E, de repente, a meio de um jantar de amigos, toca o telefone. Um deles levanta-se e regressa de lágrima presa no canto do olho: «É o meu pai, teve mais uma crise…» cessam todo o interesse nas últimas diatribes futebolísticas ou nas mais recentes jogadas e geringonças da política. A virtuosidade da vida académica ou na ultima incursão sobre os eventos familiares ou a vida privada de amigos comuns perdem tempo de antena. Entreolham-se os convivas em silêncio. Nada do que se possa dizer tem mais relevância, diante deste súbito confronto com a realidade.
A fraqueza e a doença são sempre realidades que nos chocam: lembram-nos a verdadeira natureza e finitude das nossas forças e capacidades. Diante dela nos vemos pequenos e isso irrita-nos. Procuramos escondê-la, ignorá-la. Externalizamos o sofrimento que nos causa pelo silêncio, ou então por algum remoto bode expiatório (quiçá Deus?). E, se o acordar é duro para quem olha esta realidade de fora, nada nos prepara para sofrer na pele as consequências e limitações da nossa condição.
Mais difícil ainda, é manter o discurso «cristãozinho», da fraqueza como lugar de testemunho, do irmão que precisa da nossa ajuda. Ou então, da dependência que obriga à relação, porque percebemos que precisamos da disponibilidade do outro para acudir à nossa limitação. Por vezes, mas cada vez mais raramente, lá surge também o piedoso pensamento do oferecimento das nossas dores pela configuração com a paixão de Cristo. Todos são bons e corretos, exceto quando o papel do doente ou do incapacitado nos cabe a nós.
Talvez seja porque a perspetiva cristã da doença e da incapacidade não é a da pia resignação, mas antes exige atitude, testemunho e luta. Mais do que nos abrir os olhos para as realidades essenciais, torna-se sinal de contradição: o doente, o incapacitado, o débil que se me apresenta, é e será sempre um filho muito amado de Deus, com a inalienável dignidade que isso lhe confere. Mais ainda, se é nosso irmão e não consegue fazer ouvir a sua voz para fazer valer os seus direitos, essa sua dignidade tem de ser ouvida e defendida por outras gargantas. Pela tua. Pela minha.
É também o doente um membro de pleno direito do corpo do Cristo que nos congrega, depositário de uma missão pessoal e intransmissível. Não cessa, portanto, de ter utilidade, ou passa a ser apenas personagem secundário da trama de uma família ou comunidade: continua a ser o ator principal de uma grande história de amor, independentemente das mudanças de guião e de cenário.
Assumir esta realidade é, por isso, um elementar dever de justiça: o doente e o incapacitado não deixaram de ter força, nem braços, nem voz, muito menos direitos e, sobretudo, necessidades. O Papa Francisco lembra isso mesmo na mensagem que deixou para o Dia Mundial do Doente, que celebraremos no próximo dia 11 de Fevereiro. Que fizeste do teu irmão?

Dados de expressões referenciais
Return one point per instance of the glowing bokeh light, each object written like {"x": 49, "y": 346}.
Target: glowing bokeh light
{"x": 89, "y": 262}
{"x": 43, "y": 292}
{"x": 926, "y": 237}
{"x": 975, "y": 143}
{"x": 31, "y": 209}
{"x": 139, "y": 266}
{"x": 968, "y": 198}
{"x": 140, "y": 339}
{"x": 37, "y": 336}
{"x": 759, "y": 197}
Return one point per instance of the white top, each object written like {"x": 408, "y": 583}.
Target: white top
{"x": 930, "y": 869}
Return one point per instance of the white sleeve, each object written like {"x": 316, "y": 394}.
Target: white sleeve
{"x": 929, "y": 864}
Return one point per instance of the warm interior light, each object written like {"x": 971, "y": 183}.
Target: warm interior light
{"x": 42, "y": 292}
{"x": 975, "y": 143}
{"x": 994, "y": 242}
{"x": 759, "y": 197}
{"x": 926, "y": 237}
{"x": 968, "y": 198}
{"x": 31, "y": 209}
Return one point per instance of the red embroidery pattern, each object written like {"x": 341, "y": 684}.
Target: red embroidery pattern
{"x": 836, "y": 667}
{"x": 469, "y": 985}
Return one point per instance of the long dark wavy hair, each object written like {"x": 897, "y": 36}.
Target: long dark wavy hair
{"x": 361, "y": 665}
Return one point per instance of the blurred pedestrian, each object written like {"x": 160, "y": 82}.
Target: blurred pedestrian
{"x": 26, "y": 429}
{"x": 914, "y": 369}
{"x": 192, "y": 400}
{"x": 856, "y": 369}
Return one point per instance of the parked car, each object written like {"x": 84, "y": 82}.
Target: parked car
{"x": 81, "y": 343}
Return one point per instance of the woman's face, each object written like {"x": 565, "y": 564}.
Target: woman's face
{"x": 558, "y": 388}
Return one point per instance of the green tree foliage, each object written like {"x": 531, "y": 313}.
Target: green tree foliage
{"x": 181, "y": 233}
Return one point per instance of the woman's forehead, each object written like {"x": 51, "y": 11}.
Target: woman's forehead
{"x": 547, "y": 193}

Tarefa — No excerto sobre a doença, quem deixou uma mensagem para o Dia Mundial do Doente? Os registos não têm qualquer papel aqui.

Área de resposta — O Papa Francisco.